━━━━━ Extrait source

Le navire étant à la dérive en Méditerranée, le port de Marseille a accepté très courageusement le navire et a transféré la cargaison à quai avec des générateurs sur le quai. (N.d.l.r.)


  1. Analyse succincte des dangers potentiels de ces navires


  2. D'abord, comme tous les navires de commerce, incendie dans la machine ou pollution due aux soutes lors d'un échouement ou collision avec un autre navire.

    Rappelons que les méthaniers, construits depuis 1969, selon les techniques françaises (cuves intégrées à la coque) Gaz-Transport ou Technigaz (double-coque avec deux espaces inter-barrières d'isolation soit à la perlite ou avec du balsa, et en permanence inertées à l'Azote), transportent du gaz naturel sous forme liquide à la pression atmosphérique et à - 162°C. Les US Coast-Guard, avant d'admettre les méthaniers aux États-Unis, à la fin des années 60 (1967, je crois), ont conduit des études pour connaître le comportement du gaz naturel liquide soudainement déversé dans l'eau. Ils en en sont arrivés à la définition d'explosion sans flamme, c'est-à-dire qu'une quantité de gaz naturel liquide qui tombe dans l'eau de mer forme autour d'elle une épaisse carapace de glace. A l'intérieur, comme le liquide continue à se vaporiser, il se produit de fortes détonations de détente brutale !

  Cuve d'un gazier
Cuve d'un Gazier
  Ceux d'entre-nous qui ont navigué sur ces navires se souviennent parfaitement que les lances à incendie servaient plutôt à se protéger des méfaits du froid: on les élongeait sur le pont avant les opérations de chargement ou déchargement, prêtes à entrer en action en cas de fuite occasionnelle, même minime. De plus, au droit des traverses de chargement, existent des rampes destinées à interposer un rideau d'eau pour protéger la coque en cas de fuite accidentelle.

Pour ma part, je ne crois pas aux dangers d'explosion ou d'incendie (sauf locaux et machines) mais aux dangers dus au froid c'est-à-dire à la soudaine vaporisation de la cargaison en cas d'abordage ou d'échouement: une cuve éventrée passant subitement de –162°C à +20°C, soit une élévation de température d'environ 180°C, demandera une énorme quantité de calories, d'où le gel de tout ce qui est autour du navire, le GNL étant plus léger que l'air.

Si un échouement survient avec éventration d'une cuve, cela gèlera immédiatement toute l'eau autour du navire avec ensuite un probable débordement des ou de la cuve éventrée, et donc du méthane sur le pont puis rupture du pont, de la coque etc...

Rappelons que ces navires sont tous à double coque. Le problème est différent pour les Butaniers propaniers communément appelés Gepeelliers.

Le butane et le propane sont plus lourds que l'air, liquides à la pression atmosphérique aux températures suivantes :
  • Butane   à - 00°5 C
  • Propane à - 40°0 C
Donc ici, à notre avis, le grand danger sera le feu et l'explosion. S'il y a éventration d'une cuve, cela sera feu, explosion, et du gaz qui se répandra sur le site, également dangereux pour les sauveteurs et l'environnement, pouvant conduire à l'embrasement rapide de tout ce qui est autour du navire.

━━━━━━━━━━
━━━━━ Données

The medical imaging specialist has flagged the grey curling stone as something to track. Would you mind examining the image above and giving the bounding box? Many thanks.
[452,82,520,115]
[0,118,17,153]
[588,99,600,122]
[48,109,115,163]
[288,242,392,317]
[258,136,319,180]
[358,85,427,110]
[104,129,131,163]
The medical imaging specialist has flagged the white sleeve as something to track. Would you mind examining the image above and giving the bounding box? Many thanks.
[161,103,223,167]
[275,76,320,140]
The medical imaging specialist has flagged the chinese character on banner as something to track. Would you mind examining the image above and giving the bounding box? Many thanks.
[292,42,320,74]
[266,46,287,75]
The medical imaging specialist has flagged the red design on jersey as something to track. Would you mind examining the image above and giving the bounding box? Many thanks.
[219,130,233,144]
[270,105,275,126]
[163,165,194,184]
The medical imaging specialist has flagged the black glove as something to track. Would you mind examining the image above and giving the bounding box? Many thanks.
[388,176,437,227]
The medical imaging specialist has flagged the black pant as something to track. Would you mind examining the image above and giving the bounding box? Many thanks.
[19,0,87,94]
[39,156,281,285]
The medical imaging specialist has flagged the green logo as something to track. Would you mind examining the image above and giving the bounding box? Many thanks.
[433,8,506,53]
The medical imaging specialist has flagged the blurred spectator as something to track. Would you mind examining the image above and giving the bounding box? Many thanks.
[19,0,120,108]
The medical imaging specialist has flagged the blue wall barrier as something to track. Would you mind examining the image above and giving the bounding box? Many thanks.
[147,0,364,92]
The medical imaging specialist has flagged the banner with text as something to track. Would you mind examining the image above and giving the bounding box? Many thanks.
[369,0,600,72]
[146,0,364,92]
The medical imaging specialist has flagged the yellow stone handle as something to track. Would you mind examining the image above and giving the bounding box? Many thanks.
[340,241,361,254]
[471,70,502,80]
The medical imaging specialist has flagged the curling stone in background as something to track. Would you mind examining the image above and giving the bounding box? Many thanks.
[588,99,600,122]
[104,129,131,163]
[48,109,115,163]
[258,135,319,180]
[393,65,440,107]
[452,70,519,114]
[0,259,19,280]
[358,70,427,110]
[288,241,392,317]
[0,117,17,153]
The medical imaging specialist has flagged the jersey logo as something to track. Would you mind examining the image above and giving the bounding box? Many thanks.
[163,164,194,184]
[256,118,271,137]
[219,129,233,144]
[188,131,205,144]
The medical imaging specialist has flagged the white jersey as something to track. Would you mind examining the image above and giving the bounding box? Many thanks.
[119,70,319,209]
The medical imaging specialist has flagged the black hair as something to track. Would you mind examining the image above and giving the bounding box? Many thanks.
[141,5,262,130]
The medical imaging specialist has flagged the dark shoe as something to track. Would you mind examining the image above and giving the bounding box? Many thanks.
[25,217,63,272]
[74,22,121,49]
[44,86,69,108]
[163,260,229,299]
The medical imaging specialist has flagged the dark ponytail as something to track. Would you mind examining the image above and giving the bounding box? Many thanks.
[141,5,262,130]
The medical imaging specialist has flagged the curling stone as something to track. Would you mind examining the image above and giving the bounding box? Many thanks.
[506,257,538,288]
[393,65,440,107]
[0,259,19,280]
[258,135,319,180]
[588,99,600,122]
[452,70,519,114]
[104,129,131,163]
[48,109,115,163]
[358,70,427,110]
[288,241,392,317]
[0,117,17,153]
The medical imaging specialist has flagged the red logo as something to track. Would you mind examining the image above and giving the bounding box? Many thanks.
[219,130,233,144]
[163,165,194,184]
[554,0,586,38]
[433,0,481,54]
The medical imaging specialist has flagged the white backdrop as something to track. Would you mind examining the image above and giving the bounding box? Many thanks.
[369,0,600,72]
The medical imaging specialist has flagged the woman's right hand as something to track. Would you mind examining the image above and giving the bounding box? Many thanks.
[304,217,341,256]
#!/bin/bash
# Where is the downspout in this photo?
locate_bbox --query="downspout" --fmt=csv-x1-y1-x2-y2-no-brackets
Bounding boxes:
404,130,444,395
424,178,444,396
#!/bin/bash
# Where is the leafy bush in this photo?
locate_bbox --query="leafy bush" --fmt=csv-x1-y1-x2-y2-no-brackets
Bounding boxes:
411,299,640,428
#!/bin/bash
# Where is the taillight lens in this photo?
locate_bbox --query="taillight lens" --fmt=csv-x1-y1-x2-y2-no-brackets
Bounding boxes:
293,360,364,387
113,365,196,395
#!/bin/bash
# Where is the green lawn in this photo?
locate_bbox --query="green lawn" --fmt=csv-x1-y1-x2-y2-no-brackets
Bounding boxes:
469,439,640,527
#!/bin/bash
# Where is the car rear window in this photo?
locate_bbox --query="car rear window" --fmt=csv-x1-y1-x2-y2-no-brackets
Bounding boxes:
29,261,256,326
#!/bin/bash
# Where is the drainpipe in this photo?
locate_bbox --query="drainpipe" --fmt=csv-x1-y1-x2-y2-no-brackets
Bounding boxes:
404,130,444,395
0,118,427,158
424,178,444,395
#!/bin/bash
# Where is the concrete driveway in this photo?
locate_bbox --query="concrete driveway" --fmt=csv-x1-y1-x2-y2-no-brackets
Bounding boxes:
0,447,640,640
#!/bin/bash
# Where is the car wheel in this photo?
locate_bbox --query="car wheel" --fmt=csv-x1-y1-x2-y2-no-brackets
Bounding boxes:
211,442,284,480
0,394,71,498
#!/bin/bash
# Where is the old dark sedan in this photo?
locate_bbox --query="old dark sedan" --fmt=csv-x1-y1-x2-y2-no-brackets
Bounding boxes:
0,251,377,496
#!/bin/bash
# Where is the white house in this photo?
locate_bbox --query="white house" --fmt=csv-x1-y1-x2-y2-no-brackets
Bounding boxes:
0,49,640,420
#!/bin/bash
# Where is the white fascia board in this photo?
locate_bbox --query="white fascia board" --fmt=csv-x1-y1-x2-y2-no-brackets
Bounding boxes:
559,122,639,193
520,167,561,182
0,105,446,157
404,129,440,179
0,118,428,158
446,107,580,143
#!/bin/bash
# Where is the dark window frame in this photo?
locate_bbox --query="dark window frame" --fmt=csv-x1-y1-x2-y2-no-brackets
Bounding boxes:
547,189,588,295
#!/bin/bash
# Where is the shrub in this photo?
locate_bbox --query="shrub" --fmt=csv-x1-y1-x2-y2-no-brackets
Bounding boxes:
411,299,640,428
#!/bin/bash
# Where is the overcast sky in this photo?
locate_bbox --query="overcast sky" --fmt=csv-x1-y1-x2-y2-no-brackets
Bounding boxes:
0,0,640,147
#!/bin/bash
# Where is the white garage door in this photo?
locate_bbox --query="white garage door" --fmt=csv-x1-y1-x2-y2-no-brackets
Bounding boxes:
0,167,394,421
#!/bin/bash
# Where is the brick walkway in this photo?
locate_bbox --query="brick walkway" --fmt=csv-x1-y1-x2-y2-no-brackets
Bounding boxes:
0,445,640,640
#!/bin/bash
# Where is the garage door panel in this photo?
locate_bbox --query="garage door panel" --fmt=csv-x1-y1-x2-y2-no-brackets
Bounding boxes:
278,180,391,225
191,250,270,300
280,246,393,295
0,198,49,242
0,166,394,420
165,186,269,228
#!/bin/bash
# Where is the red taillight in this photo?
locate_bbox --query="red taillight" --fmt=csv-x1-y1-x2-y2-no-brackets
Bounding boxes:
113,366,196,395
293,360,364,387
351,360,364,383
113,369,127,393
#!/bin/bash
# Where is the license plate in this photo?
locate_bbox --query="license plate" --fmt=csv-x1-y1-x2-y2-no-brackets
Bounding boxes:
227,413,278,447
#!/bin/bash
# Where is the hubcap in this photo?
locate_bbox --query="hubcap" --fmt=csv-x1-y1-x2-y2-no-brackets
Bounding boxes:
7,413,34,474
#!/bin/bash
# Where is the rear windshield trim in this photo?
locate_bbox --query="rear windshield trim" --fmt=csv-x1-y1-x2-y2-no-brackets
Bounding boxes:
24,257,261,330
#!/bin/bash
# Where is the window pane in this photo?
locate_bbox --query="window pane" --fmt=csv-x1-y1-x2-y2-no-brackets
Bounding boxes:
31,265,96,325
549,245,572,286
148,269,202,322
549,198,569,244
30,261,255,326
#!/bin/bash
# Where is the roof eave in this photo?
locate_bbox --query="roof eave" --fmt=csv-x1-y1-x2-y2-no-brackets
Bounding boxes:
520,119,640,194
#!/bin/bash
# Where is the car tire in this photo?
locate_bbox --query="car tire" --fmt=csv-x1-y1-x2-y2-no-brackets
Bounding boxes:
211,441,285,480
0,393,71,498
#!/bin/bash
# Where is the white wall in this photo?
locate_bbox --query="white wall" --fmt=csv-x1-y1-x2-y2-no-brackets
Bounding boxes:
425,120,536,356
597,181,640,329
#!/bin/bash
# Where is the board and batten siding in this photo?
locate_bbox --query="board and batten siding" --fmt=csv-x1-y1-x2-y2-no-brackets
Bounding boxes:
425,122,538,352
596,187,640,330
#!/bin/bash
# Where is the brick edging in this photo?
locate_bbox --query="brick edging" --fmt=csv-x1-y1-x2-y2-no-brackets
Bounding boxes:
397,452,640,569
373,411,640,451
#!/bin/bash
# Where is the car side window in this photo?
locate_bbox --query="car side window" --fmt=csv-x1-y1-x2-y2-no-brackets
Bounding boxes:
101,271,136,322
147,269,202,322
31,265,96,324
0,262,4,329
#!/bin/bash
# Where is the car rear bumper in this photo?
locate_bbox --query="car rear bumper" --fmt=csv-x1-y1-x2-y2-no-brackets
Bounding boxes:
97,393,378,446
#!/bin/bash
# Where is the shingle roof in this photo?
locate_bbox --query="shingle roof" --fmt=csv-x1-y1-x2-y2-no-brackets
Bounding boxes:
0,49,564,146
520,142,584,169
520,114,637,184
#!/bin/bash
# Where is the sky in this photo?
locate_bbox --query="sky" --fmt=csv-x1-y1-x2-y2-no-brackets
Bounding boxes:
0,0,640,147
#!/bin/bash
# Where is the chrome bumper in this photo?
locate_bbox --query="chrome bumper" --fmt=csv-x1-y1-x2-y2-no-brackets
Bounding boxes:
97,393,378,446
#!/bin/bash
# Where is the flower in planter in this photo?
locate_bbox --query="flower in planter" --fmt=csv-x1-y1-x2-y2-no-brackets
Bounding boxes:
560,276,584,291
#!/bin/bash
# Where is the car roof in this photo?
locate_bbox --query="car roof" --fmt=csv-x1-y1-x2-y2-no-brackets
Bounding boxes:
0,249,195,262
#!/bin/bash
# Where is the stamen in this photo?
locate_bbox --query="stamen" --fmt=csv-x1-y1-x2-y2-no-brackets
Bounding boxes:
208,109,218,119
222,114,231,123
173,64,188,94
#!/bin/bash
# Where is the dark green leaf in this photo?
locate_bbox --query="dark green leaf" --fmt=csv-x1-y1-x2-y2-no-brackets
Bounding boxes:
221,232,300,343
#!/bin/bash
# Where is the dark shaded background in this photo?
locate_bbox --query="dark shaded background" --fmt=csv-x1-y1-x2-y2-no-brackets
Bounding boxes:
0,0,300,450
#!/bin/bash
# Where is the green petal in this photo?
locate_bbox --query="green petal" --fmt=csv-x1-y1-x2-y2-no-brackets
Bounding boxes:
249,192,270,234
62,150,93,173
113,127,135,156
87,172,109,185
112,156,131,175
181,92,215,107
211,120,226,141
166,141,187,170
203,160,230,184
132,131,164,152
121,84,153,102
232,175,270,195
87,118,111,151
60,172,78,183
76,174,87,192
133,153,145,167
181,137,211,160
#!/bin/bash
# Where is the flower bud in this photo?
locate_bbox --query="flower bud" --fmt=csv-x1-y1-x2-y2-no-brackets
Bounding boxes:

━━━━━━━━━━

D'après l'extrait sur les méthaniers, pourquoi l'éventration d'une cuve entraînerait-elle le gel de tout ce qui entoure le navire ? Répondez en une à trois phrases.

Une cuve éventrée ferait passer subitement la cargaison de –162 °C à +20 °C, soit une élévation de température d'environ 180 °C. Cette vaporisation soudaine demanderait une énorme quantité de calories, d'où le gel de tout ce qui est autour du navire.